-------- TRECHO DE ORIGEM --------

Tais erros contribuíram para o desencadeamento da crise que afeta o marxismo, deram argumentos tendenciosos ao oportunismo, facilitaram o domínio revisionista. Mas a crise tem outro componente – a não compreensão de que a URSS entrava numa etapa nova.

Um balanço da construção do socialismo, na década de 1950, indicaria que se chegara a uma etapa mais avançada dessa construção. Apareceram problemas de magnitude a serem resolvidos no campo da teoria e da prática.

A generalização da experiência sob critérios marxistas tinha de levar à reformulação, em muitos aspectos, da teoria da construção socialista. Teses e conclusões que vinham sendo aplicadas mostravam-se superadas, serviram em determinado período, não tinham mais validade.

-------- EXTRATO DE DADOS --------

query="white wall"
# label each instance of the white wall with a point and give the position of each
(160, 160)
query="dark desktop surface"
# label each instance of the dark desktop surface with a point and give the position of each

--------

_REQUISITOS DA TAREFA:_
Reproduza o trecho de origem substituindo "etapa mais avançada" por "fase mais avançada": comece nas palavras "Um balanço da" e pare depois de "e da prática.". Os registros não são necessários aqui.

_RESPOSTA ABAIXO:_
Um balanço da construção do socialismo, na década de 1950, indicaria que se chegara a uma fase mais avançada dessa construção. Apareceram problemas de magnitude a serem resolvidos no campo da teoria e da prática.